I need to start the icecast2 service on startup.

To to make it run on boot, I added to crontab (root) the following line:

@reboot service icecast2 start >/home/pi/logs/icecast2.log 2>&1

after restart, the service doesn't run and I get this error:

/bin/sh: 1: service: not found

So I followed this answer on a similar thread, and added the full path as suggested:

@reboot service /usr/bin/icecast2 start >/home/pi/logs/icecast2.log 2>&1

but now I got this error:

Failed to start usr-bin-icecast2.service.mount: Unit usr-bin-icecast2.service.mount not found.


  • When I type sudo service icecast2 start it works.
  • Using Debian Scratch on a Raspberry pi

2 Answers 2


You don't need to use cron to get a service to start a boot.

All you need is this:

systemctl enable icecast2

That will start it on boot every time.

  • Thank you! I have a follow up question, will the same syntax work for darkice?
    – Dante
    Sep 24, 2018 at 16:00
  • Running darkice from crontab works on reboot btw
    – Dante
    Sep 24, 2018 at 16:00
  • @Dante Yes, that syntax will work for any service. You can start them with crontab but it's not needed as running that command with systemctl does the same thing much more easily. Sep 24, 2018 at 16:28
  • Great, tnx again!

■ **DATASET EXTRACT**
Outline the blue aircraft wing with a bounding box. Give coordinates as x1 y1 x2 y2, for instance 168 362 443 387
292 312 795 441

■ **TASKS TO PERFORM**
A. Reproduce the passage of the icecast2 startup thread above from "but now I got" up to and including "start a boot.".
B. Answer these questions about the icecast2 startup thread above:
(i) What error appeared after the restart when the first crontab line was used?
(ii) What command does the answer give as all that is needed to start the service on boot?
(iii) On what date and at what time was the reply addressed to @Dante posted?

■ **SOLUTIONS TO THE EXERCISE**
A.
but now I got this error:

Failed to start usr-bin-icecast2.service.mount: Unit usr-bin-icecast2.service.mount not found.


  • When I type sudo service icecast2 start it works.
  • Using Debian Scratch on a Raspberry pi

2 Answers 2


You don't need to use cron to get a service to start a boot.

B.
(i) /bin/sh: 1: service: not found
(ii) systemctl enable icecast2
(iii) Sep 24, 2018 at 16:28